### SET TASK
Please rewrite the lines below as a JSON list of strings, one string per line, skipping any blank lines. Leave the pictures out of your answer.

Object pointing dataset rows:
• • • • • • •
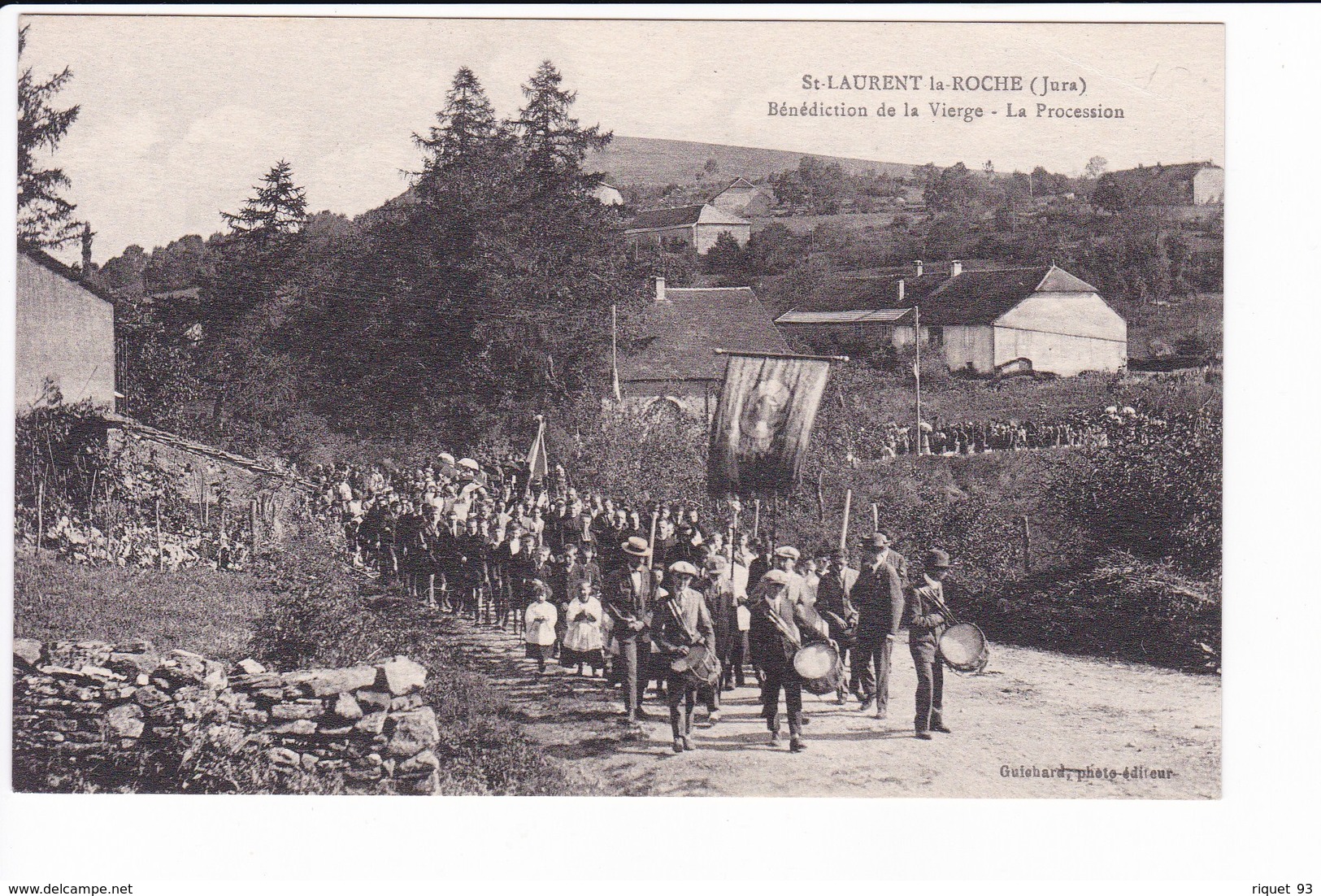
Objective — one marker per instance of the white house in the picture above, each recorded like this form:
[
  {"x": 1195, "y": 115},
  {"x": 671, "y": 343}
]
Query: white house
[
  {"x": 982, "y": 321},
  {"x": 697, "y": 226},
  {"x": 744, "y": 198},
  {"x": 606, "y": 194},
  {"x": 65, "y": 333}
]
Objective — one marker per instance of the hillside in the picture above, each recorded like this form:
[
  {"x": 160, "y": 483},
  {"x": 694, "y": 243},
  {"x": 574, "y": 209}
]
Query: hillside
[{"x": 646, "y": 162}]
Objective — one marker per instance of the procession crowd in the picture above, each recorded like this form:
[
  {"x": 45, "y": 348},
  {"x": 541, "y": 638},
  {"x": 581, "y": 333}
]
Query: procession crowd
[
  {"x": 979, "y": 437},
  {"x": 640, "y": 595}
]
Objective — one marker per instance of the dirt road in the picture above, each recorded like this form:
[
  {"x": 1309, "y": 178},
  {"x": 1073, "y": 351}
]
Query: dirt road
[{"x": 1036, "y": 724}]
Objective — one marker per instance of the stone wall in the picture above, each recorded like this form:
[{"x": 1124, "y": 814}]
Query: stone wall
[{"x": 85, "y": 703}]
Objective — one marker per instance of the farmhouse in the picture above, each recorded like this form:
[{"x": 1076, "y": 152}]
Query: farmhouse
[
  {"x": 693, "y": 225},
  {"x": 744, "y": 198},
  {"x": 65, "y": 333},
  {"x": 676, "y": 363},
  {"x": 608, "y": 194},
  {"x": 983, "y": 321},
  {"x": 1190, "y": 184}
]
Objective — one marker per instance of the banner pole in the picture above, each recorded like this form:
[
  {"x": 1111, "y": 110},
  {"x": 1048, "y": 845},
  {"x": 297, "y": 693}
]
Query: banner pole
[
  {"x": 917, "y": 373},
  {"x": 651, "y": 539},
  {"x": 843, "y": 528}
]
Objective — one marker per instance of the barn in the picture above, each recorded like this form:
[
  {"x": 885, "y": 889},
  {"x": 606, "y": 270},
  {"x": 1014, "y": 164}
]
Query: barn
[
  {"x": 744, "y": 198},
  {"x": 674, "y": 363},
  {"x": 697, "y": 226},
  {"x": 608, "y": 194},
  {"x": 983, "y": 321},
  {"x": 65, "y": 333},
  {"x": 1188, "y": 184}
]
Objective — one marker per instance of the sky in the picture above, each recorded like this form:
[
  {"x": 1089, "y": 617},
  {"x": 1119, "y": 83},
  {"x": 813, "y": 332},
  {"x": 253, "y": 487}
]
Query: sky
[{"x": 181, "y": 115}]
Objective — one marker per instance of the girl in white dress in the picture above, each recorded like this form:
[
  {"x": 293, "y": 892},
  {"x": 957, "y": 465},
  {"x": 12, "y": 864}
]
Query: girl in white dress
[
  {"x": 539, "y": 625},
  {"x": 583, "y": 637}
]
• • • • • • •
### OUTPUT BELOW
[
  "Objective — one marker per instance of the white house in the picture above, each recorded like this form:",
  "[",
  "  {\"x\": 1195, \"y\": 115},",
  "  {\"x\": 671, \"y\": 343}",
  "]",
  "Query: white house",
  "[",
  "  {\"x\": 982, \"y\": 321},",
  "  {\"x\": 697, \"y\": 226},",
  "  {\"x\": 744, \"y\": 198},",
  "  {\"x\": 606, \"y\": 194},",
  "  {\"x\": 65, \"y\": 333}",
  "]",
  "Objective — one marker per instance of the hillside in the picture above, each recorded like this form:",
  "[",
  "  {\"x\": 160, \"y\": 483},",
  "  {\"x\": 694, \"y\": 243},",
  "  {\"x\": 574, \"y\": 209}",
  "]",
  "Query: hillside",
  "[{\"x\": 646, \"y\": 162}]",
  "Objective — one marker per instance of the procession crowd in the picture above, each recorded like this form:",
  "[",
  "  {\"x\": 45, \"y\": 348},",
  "  {\"x\": 541, \"y\": 638},",
  "  {\"x\": 581, \"y\": 333}",
  "]",
  "Query: procession crowd",
  "[",
  "  {\"x\": 979, \"y\": 437},",
  "  {\"x\": 640, \"y\": 595}",
  "]",
  "Objective — one marker per instance of the dirt road in the picture above, each recorded like this form:",
  "[",
  "  {\"x\": 1309, \"y\": 178},",
  "  {\"x\": 1073, \"y\": 351}",
  "]",
  "Query: dirt road",
  "[{\"x\": 1036, \"y\": 724}]",
  "Objective — one marker per instance of the stone wall in the picture above, each recorded like this form:",
  "[{\"x\": 1124, \"y\": 814}]",
  "Query: stone wall",
  "[{\"x\": 85, \"y\": 703}]",
  "Objective — one marker per instance of the farmhouse in the picture above, each recorded like this form:",
  "[{\"x\": 1076, \"y\": 152}]",
  "Query: farmhouse",
  "[",
  "  {\"x\": 693, \"y\": 225},",
  "  {\"x\": 744, \"y\": 198},",
  "  {\"x\": 65, \"y\": 333},",
  "  {\"x\": 676, \"y\": 363},",
  "  {\"x\": 608, \"y\": 194},",
  "  {\"x\": 983, \"y\": 321},",
  "  {\"x\": 1190, \"y\": 184}",
  "]",
  "Objective — one marker per instance of the banner pole in the picture above, each recorded like this form:",
  "[",
  "  {\"x\": 1111, \"y\": 110},",
  "  {\"x\": 1048, \"y\": 845},",
  "  {\"x\": 297, \"y\": 693}",
  "]",
  "Query: banner pole",
  "[",
  "  {\"x\": 917, \"y\": 373},",
  "  {\"x\": 651, \"y\": 539},",
  "  {\"x\": 843, \"y\": 528}",
  "]",
  "Objective — one marker per instance of the barn in the picture above, each recorded like this form:",
  "[",
  "  {\"x\": 885, \"y\": 889},",
  "  {\"x\": 606, \"y\": 270},",
  "  {\"x\": 1014, \"y\": 164}",
  "]",
  "Query: barn",
  "[",
  "  {\"x\": 744, \"y\": 198},",
  "  {\"x\": 674, \"y\": 363},",
  "  {\"x\": 697, \"y\": 226},",
  "  {\"x\": 608, \"y\": 194},",
  "  {\"x\": 983, \"y\": 321},",
  "  {\"x\": 65, \"y\": 333},",
  "  {\"x\": 1188, \"y\": 184}",
  "]",
  "Objective — one marker per instance of the sky in the picture above, each recorded like this form:",
  "[",
  "  {\"x\": 1089, \"y\": 617},",
  "  {\"x\": 1119, \"y\": 83},",
  "  {\"x\": 813, \"y\": 332},",
  "  {\"x\": 253, \"y\": 487}",
  "]",
  "Query: sky",
  "[{\"x\": 181, \"y\": 115}]",
  "Objective — one marker per instance of the girl in white dress in the picture above, each recorded like this form:",
  "[",
  "  {\"x\": 293, \"y\": 892},",
  "  {\"x\": 957, \"y\": 465},",
  "  {\"x\": 12, \"y\": 864}",
  "]",
  "Query: girl in white dress",
  "[",
  "  {\"x\": 539, \"y\": 625},",
  "  {\"x\": 583, \"y\": 637}",
  "]"
]